| 任務列表 |
1: 在講解Transformer架構的文件中,Encoder和Decoder各由幾個layer堆疊而成?
2: 請從講解Transformer架構的文件最後一句之後續寫下去。

| 文件 |
________________________

Attention Is All You Need (Transformer and Self-Attention)


Github整理了Transformer的完整代碼,建議直接看官方源碼


Transformer Architecture

The Transformer using stacked self-attention and point-wise, fully connected layers for both the encoder and decoder, shown in the left and right halves of the following left figure, respectively.

Encoder和Decoder均由6個layer堆疊組成:

Google AI Blog給出的動態展示過程


Encoder

Encoder的layer由兩個sublayer組成:multi-head self-attentionfeed-forward network,兩層sublayer均使用layer normalizationresidual connection.

Encoder的輸入層(最底層)需要做positional encoding,以考慮序列位置信息。所有層均需要做padding mask,以忽略padding的token。

FFN有兩層,第一層是ReLU激活函數,第二層是線性激活函數,FFN可表示爲
FFN(Z)=max(0,ZW1+b1)W2+b2 \text{FFN}(Z)=\max(0,ZW_1+b_1)\cdot W_2+b_2


Tensorflow實現

class EncoderLayer(tf.keras.layers.Layer):
    """
    Each encoder layer consists of sublayers.
        1. Multi-head attention (with padding mask)
        2. Point wise feed forward networks.

    Each of these sublayers has a residual connection around it followed by a layer
    normalization. Residual connections help in avoiding the vanishing gradient problem
    in deep networks.
    """

    def __init__(self, d_model, num_heads, dff, rate=0.1):
        super(EncoderLayer, self).__init__()

        self.mha = MultiHeadAttention(d_model, num_heads)
        self.ffn = point_wise_feed_forward_network(d_model, dff)

        self.layernorm1 = tf.keras.layers.LayerNormalization(epsilon=1e-6)
        self.layernorm2 = tf.keras.layers.LayerNormalization(epsilon=1e-6)

        self.dropout1 = tf.keras.layers.Dropout(rate)
        self.dropout2 = tf.keras.layers.Dropout(rate)

    def call(self, x, training, mask):
        # all the shape=(batch_size, seq_len)
        attention_output, _ = self.mha(x, x, x, mask)
        attention_output = self.dropout1(attention_output, training=training)
        output1 = self.layernorm1(x + attention_output)

________________________

| 給定資料 |
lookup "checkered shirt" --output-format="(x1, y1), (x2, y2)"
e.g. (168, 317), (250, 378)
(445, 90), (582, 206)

________________________

| 參考答案 |
1: 各由6個layer堆疊組成。

2:
        ffn_output = self.ffn(output1)
        ffn_output = self.dropout2(ffn_output, training=training)
        output2 = self.layernorm2(output1 + ffn_output)
        return output2


class Encoder(tf.keras.layers.Layer):

    def __init__(self, num_layers, d_model, num_heads, dff, vocab_size, maximum_position_encoding,
                 rate=0.1):
        super(Encoder, self).__init__()

        self.d_model = d_model
        self.num_layers = num_layers
        self.embedding = tf.keras.layers.Embedding(vocab_size, d_model)
        self.pos_encoding = positional_encoding(maximum_position_encoding, d_model)
        self.enc_layers = [
            EncoderLayer(d_model, num_heads, dff, rate) for _ in range(num_layers)]
        self.dropout = tf.keras.layers.Dropout(rate)

    def call(self, x, training, mask):
        x = self.embedding(x)
        x *= tf.math.sqrt(tf.cast(self.d_model, tf.float32))
        x += self.pos_encoding[:, :tf.shape(x)[1], :]
        x = self.dropout(x, training=training)
        for enc_layer in self.enc_layers:
            x = enc_layer(x, training, mask)
        return x

Why does embedding vector multiplied by a constant in Transformer model? 詞向量在加上位置嵌入之前,通過乘以常數(詞向量維度的根號)進行放大,可能是想儘量保留語義信息,避免添加位置嵌入後語義信息丟失。此外,在self-attention中計算執行softmax計算分數概率分佈時,也會除以這個常數!

 x *= tf.math.sqrt(tf.cast(self.d_model, tf.float32))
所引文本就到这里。